> TEXT BLOCK:
Anne Bancroft, The Graduate

Thursday, October 13, 2005

Stephen Farber and Estelle Changas

"The film's best scenes are the early ones in which Ben is seduced by the wife of his father's partner (superbly played by Anne Bancroft--her performance is reason enough to see the film). Bancroft, a young man's deliciously provocative sexual fantasy come to life, makes us aware that there is something to be said for women over thirty. When she's on, Ben might just as well roll over and play dead. Bancroft is engagingly wicked as Mrs. Robinson; she is at once supremely confident of her sexual power and mercilessly casual in the face of Ben's adolescent fear of her. Alone with him in her house, she takes calm delight in exposing her legs, while he ejaculates moral misgivings. Her sophistication enables her to see through his repeated protests; "You want me to seduce you, is that what you're trying to tell me, Benjamin?" she chants in poker-faced style. And finally, having trapped him in her daughter's bedroom, she remains utterly cool, while her daring flirtations assault, comically caught by rapid cuts from bare bosom to Ben's anguished face, leaves him helplessly gasping, "Jesus Christ, Mrs. Robinson!"

> TASK A: In the passage on Anne Bancroft's performance in The Graduate, what character does Bancroft play?
> TASK B: Condense the paragraph of the passage on Anne Bancroft's performance in The Graduate that begins "The film's best scenes are the early ones", keeping its main facts.
> TASK C: Pick up the passage on Anne Bancroft's performance in The Graduate after its final sentence and continue it.

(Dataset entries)
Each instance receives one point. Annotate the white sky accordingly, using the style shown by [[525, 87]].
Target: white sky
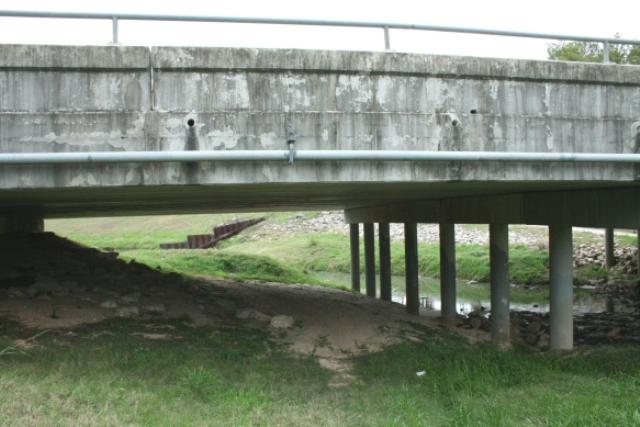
[[543, 16]]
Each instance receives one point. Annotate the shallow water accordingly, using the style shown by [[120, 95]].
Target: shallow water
[[585, 301]]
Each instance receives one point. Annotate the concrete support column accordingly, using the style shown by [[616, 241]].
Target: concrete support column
[[448, 273], [499, 271], [561, 284], [369, 259], [384, 243], [610, 258], [354, 235], [21, 223], [411, 267], [638, 253]]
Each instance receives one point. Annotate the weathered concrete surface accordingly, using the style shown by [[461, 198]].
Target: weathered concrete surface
[[60, 99], [612, 207]]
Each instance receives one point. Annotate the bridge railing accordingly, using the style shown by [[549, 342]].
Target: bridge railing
[[386, 27]]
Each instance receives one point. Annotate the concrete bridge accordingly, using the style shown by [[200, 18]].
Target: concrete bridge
[[436, 139]]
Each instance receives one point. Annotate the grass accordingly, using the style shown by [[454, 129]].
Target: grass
[[221, 264], [330, 252], [147, 232], [241, 377], [291, 259]]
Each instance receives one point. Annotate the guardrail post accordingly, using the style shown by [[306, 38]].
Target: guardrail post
[[387, 38], [606, 59], [114, 30]]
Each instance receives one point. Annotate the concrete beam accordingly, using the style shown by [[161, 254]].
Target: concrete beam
[[561, 287], [499, 260], [384, 243], [612, 207], [448, 273], [354, 240], [370, 259], [21, 223], [411, 268]]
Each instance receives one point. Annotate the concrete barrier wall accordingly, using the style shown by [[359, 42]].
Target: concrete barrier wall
[[59, 99]]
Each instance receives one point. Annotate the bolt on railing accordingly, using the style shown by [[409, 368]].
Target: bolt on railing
[[115, 18]]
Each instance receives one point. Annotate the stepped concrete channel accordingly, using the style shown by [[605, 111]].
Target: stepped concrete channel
[[64, 99]]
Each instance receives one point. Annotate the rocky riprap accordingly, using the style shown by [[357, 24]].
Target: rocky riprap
[[626, 258], [620, 323], [44, 266]]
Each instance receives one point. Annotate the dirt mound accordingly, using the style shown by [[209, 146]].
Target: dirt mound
[[49, 282]]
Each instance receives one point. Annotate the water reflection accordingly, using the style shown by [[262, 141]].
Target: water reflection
[[584, 302]]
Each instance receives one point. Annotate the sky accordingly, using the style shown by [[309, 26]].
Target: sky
[[541, 16]]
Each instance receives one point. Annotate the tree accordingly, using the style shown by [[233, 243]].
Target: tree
[[594, 52]]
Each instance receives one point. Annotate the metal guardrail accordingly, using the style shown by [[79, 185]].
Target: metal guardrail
[[292, 156], [385, 26]]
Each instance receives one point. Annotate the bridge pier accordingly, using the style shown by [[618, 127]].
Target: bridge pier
[[384, 243], [354, 239], [411, 267], [499, 273], [369, 259], [561, 287], [21, 223], [609, 246], [448, 273]]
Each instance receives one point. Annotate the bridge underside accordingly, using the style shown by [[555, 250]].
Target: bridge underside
[[579, 203]]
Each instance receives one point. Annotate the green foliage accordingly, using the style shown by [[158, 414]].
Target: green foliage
[[236, 376], [594, 52], [220, 264]]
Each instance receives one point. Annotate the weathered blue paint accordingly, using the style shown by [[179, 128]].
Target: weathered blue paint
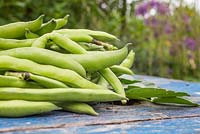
[[138, 118]]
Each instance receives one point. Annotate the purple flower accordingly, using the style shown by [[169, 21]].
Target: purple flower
[[151, 21], [186, 19], [154, 3], [141, 9], [163, 8], [190, 43], [168, 29]]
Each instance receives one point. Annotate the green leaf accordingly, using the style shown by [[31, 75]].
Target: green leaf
[[173, 101], [136, 92]]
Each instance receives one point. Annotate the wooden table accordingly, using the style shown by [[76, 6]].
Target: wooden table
[[140, 118]]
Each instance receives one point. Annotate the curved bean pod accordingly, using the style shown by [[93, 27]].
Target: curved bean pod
[[9, 81], [66, 76], [95, 60], [96, 34], [17, 29], [77, 107], [119, 70], [47, 27], [14, 43], [60, 94], [21, 108], [128, 62], [61, 22], [44, 56], [103, 82], [61, 41], [114, 82], [43, 81], [30, 35]]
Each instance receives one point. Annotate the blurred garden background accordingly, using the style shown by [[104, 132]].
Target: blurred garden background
[[165, 33]]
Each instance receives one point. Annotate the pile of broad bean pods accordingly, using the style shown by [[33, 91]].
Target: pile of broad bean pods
[[45, 68]]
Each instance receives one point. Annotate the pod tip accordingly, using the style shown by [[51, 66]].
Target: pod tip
[[66, 16], [41, 16]]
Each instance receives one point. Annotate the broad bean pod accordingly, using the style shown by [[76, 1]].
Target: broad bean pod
[[30, 35], [119, 70], [61, 22], [128, 61], [47, 27], [114, 82], [64, 75], [77, 107], [21, 108], [43, 81], [14, 43], [60, 94], [61, 41], [95, 34], [17, 29], [95, 60], [9, 81], [44, 56]]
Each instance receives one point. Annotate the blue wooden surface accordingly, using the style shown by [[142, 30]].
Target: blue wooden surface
[[138, 118]]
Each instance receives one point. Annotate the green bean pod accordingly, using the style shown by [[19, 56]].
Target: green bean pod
[[64, 75], [14, 43], [60, 94], [77, 107], [47, 27], [61, 41], [92, 61], [79, 37], [9, 81], [128, 62], [44, 56], [114, 82], [102, 82], [30, 35], [17, 29], [95, 60], [61, 22], [103, 36], [21, 108], [119, 70], [43, 81]]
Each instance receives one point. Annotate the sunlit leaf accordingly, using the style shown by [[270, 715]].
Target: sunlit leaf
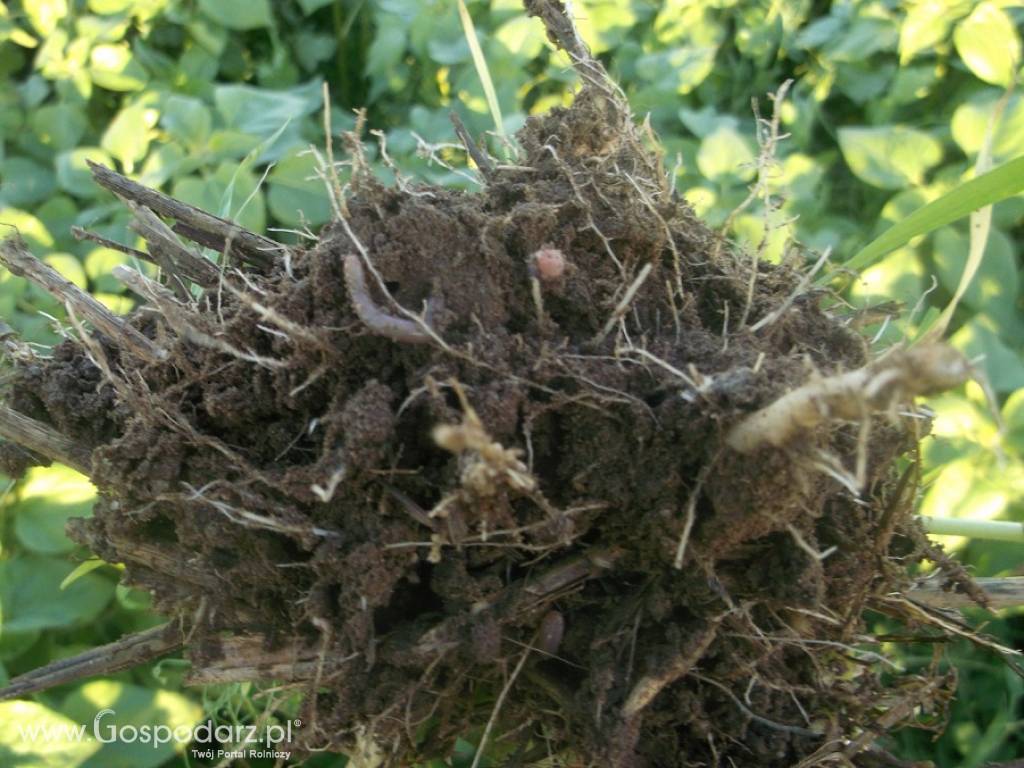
[[239, 14], [296, 195], [971, 120], [53, 495], [25, 182], [73, 171], [891, 157], [989, 44], [86, 566], [127, 137], [726, 153], [112, 67], [926, 25], [1001, 365], [32, 599]]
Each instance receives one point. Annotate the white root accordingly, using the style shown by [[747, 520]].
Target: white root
[[894, 378]]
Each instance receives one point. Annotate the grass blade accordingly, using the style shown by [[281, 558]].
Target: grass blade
[[981, 220], [481, 68], [990, 187]]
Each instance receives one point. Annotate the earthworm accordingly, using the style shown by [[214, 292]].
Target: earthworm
[[375, 318], [550, 634]]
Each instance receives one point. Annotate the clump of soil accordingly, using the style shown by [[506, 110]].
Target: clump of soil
[[513, 516]]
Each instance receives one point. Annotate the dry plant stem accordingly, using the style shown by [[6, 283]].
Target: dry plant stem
[[14, 255], [170, 561], [653, 683], [375, 318], [1003, 593], [122, 654], [253, 248], [81, 233], [42, 439], [168, 251], [480, 158], [896, 377]]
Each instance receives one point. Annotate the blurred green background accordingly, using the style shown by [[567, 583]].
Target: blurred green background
[[217, 101]]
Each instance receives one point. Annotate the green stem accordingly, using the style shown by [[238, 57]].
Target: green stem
[[999, 530]]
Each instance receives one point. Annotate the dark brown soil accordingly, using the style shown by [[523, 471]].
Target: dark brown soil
[[310, 499]]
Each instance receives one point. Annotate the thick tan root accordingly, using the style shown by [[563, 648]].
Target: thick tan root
[[894, 378]]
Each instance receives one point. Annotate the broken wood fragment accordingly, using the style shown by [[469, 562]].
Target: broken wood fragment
[[14, 255], [129, 651], [251, 247]]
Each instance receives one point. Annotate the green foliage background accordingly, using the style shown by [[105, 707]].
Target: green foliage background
[[217, 101]]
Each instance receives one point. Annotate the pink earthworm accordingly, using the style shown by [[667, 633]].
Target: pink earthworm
[[375, 318], [551, 631]]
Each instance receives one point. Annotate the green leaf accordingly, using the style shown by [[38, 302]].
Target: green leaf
[[990, 187], [51, 496], [522, 37], [73, 173], [239, 14], [35, 232], [105, 7], [135, 707], [58, 127], [899, 276], [994, 287], [311, 6], [926, 26], [603, 24], [19, 720], [989, 44], [70, 268], [24, 182], [971, 121], [724, 154], [31, 597], [1003, 366], [264, 113], [45, 14], [113, 67], [86, 566], [229, 189], [127, 137], [892, 157], [186, 120], [161, 165], [296, 196]]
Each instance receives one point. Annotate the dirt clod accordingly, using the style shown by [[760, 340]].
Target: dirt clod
[[537, 463]]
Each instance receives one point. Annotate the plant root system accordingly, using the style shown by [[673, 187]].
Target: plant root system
[[497, 465]]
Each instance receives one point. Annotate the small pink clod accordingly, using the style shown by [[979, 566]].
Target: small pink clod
[[549, 262]]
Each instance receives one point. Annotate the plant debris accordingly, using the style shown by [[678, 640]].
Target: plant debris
[[497, 465]]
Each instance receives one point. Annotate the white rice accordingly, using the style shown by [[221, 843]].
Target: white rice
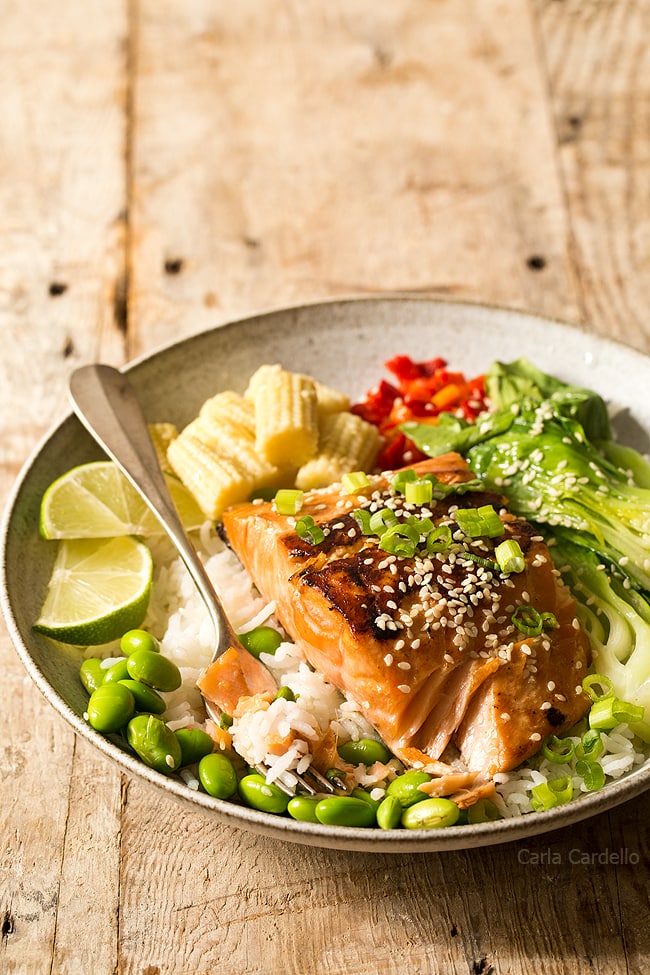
[[178, 618]]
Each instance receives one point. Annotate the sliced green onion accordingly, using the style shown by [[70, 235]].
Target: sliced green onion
[[510, 556], [592, 682], [591, 773], [475, 522], [309, 531], [362, 518], [288, 501], [439, 539], [527, 620], [400, 540], [355, 481], [402, 478], [381, 520], [418, 492], [590, 745], [546, 795], [558, 750]]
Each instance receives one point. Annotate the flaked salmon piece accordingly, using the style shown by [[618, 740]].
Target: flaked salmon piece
[[426, 646], [233, 676]]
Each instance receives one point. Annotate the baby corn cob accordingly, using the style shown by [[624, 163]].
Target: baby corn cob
[[286, 416], [347, 443], [162, 435], [216, 481]]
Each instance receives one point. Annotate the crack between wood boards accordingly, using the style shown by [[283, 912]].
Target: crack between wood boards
[[573, 249]]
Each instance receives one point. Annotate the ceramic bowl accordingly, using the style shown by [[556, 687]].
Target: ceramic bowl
[[345, 344]]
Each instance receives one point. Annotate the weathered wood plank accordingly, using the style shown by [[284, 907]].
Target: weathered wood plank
[[62, 204], [354, 148], [598, 62]]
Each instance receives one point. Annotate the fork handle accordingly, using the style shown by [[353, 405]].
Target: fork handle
[[106, 404]]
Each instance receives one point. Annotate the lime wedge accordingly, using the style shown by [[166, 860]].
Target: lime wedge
[[99, 589], [96, 501]]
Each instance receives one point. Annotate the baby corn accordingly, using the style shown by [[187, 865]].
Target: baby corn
[[286, 415], [347, 443]]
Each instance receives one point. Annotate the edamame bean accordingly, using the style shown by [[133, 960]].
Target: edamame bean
[[154, 742], [195, 744], [345, 811], [303, 808], [365, 751], [389, 814], [262, 795], [138, 640], [217, 775], [405, 787], [110, 707], [154, 669], [146, 699], [483, 811], [91, 674], [263, 639], [433, 813], [117, 671]]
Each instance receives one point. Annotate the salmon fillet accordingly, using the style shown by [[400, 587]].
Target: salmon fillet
[[425, 645]]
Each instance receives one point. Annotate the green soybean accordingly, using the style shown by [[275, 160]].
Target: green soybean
[[260, 794], [345, 811], [365, 751], [146, 699], [405, 787], [110, 707], [483, 811], [303, 808], [154, 669], [91, 674], [154, 742], [434, 813], [195, 744], [138, 640], [117, 671], [389, 813], [217, 775], [263, 639]]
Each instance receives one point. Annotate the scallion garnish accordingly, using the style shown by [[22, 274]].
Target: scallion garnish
[[309, 531], [558, 750], [288, 501], [418, 492], [591, 773], [510, 556], [355, 481], [546, 795], [597, 686], [590, 745], [381, 520], [475, 522], [400, 540]]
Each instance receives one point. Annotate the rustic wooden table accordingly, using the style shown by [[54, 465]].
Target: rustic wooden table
[[167, 166]]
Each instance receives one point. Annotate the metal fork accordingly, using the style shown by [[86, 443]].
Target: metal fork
[[106, 404]]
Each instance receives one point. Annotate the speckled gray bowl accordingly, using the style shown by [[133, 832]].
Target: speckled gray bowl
[[344, 343]]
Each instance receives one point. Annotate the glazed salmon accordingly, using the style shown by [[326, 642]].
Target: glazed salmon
[[426, 645]]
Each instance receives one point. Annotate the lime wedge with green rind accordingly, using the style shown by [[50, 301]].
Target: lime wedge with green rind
[[99, 589], [96, 501]]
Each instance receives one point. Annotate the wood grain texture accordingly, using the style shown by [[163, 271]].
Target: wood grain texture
[[167, 166], [329, 150]]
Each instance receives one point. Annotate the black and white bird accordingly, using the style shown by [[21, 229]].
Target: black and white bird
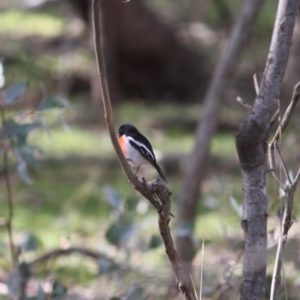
[[137, 149]]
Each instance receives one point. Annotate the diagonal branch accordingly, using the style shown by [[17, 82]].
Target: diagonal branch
[[152, 191], [252, 152]]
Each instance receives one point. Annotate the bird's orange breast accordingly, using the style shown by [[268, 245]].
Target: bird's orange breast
[[122, 144]]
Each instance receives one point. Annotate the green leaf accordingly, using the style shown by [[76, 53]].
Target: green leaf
[[29, 242], [155, 242], [54, 101], [16, 277], [58, 290], [14, 92], [21, 131], [119, 234]]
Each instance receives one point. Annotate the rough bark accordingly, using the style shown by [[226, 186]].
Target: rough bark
[[251, 147], [223, 76]]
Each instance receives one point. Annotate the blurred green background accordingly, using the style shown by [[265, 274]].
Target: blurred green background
[[79, 193]]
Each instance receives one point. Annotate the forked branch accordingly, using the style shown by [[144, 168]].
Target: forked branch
[[289, 186], [154, 191]]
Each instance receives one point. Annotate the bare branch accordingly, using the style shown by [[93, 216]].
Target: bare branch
[[150, 190], [251, 147], [256, 84], [243, 103], [289, 189]]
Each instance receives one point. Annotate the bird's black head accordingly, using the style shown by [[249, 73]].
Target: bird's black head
[[127, 128]]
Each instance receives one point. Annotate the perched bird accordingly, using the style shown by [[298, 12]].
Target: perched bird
[[137, 149]]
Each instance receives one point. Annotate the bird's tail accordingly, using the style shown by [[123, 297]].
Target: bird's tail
[[159, 170]]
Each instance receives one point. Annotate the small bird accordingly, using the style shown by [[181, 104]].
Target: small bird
[[137, 149]]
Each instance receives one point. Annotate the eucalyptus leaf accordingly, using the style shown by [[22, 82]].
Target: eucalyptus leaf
[[14, 92]]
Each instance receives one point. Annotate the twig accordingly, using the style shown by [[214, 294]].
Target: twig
[[256, 84], [243, 103], [150, 190], [289, 189], [9, 220]]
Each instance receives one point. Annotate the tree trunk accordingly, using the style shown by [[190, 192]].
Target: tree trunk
[[251, 141], [222, 78]]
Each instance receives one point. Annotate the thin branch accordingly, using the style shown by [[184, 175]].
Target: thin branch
[[243, 103], [8, 188], [256, 84], [274, 143], [153, 191], [289, 189]]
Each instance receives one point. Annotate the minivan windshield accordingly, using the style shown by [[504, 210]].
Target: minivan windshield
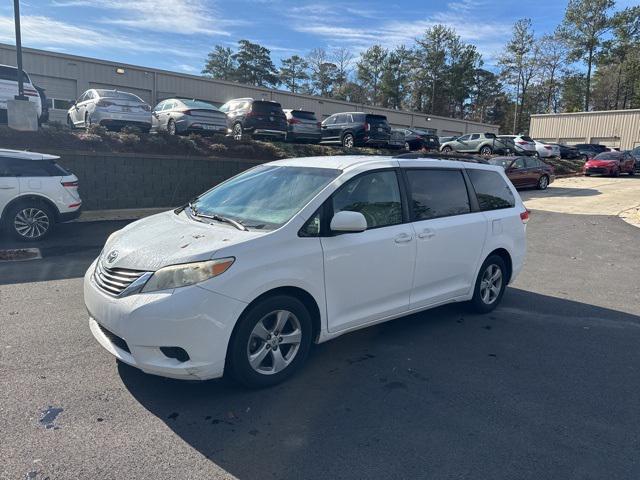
[[265, 197]]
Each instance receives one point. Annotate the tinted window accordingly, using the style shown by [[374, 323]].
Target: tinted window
[[492, 191], [376, 195], [437, 193]]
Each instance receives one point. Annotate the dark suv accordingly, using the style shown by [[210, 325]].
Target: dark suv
[[258, 118], [351, 129]]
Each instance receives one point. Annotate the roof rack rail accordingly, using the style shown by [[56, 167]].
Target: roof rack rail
[[460, 157]]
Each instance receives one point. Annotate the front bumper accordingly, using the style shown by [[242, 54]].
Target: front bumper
[[192, 318]]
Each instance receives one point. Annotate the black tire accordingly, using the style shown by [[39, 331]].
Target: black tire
[[171, 127], [238, 363], [543, 182], [36, 209], [348, 141], [480, 304]]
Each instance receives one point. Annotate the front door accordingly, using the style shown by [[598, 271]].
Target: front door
[[368, 275], [450, 237]]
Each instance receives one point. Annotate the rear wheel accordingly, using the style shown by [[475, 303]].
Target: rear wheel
[[29, 221], [271, 341], [490, 284]]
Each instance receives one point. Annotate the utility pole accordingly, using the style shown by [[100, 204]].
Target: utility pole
[[16, 14]]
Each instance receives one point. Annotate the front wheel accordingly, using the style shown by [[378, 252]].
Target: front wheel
[[271, 341], [490, 285]]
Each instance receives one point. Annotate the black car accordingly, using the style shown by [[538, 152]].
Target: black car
[[415, 139], [590, 150], [256, 118], [351, 129]]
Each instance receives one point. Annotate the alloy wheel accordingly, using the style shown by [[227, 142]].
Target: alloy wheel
[[491, 284], [274, 342], [31, 223]]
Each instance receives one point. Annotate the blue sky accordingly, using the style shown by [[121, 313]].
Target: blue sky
[[177, 34]]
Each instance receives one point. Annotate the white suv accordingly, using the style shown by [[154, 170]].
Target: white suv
[[9, 88], [35, 193], [251, 273]]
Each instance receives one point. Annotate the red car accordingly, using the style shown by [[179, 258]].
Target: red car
[[526, 171], [610, 163]]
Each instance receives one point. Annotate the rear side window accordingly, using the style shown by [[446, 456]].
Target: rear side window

> FINAL ANSWER A: Mrs. Robinson

> FINAL ANSWER B: The film's best scenes are the early ones, where Ben is seduced by the wife of his father's partner, superbly played by Anne Bancroft, whose performance alone is reason enough to see the film. As Mrs. Robinson, Bancroft embodies a young man's sexual fantasy and shows that women over thirty have their appeal. She is supremely sure of her sexual power and mercilessly casual about Ben's adolescent fear. Alone with him at her house, she calmly exposes her legs while he voices moral misgivings, and she sees through his protests with a poker-faced "You want me to seduce you, is that what you're trying to tell me, Benjamin?" In her daughter's bedroom she stays utterly cool as rapid cuts between her bare bosom and Ben's anguished face leave him gasping, "Jesus Christ, Mrs. Robinson!"

> FINAL ANSWER C:
"Unfortunately, this is about the only scene which allows us to see that Ben is sexually attracted to Mrs. Robinson. Most of the time Nichols insists that Mrs. Robinson is repulsive because she is sexual and Benjamin lovable because he is not. Sheer boredom, Ben confesses, is the only thing which brings him to her time after time. And later he explains that bedding down with Mrs. Robinson meant nothing; it was "just another thing that happened to me ... just like shaking hands." Apparently we are to believe, as Stanley Kauffmann has written, that Ben "sees the older woman's advances as a syndrome of a suspect society," and that he deserves congratulations for his indifference; what seems an astonishing blindness to Mrs. Robinson's very real sexiness is to be taken as a moral victory.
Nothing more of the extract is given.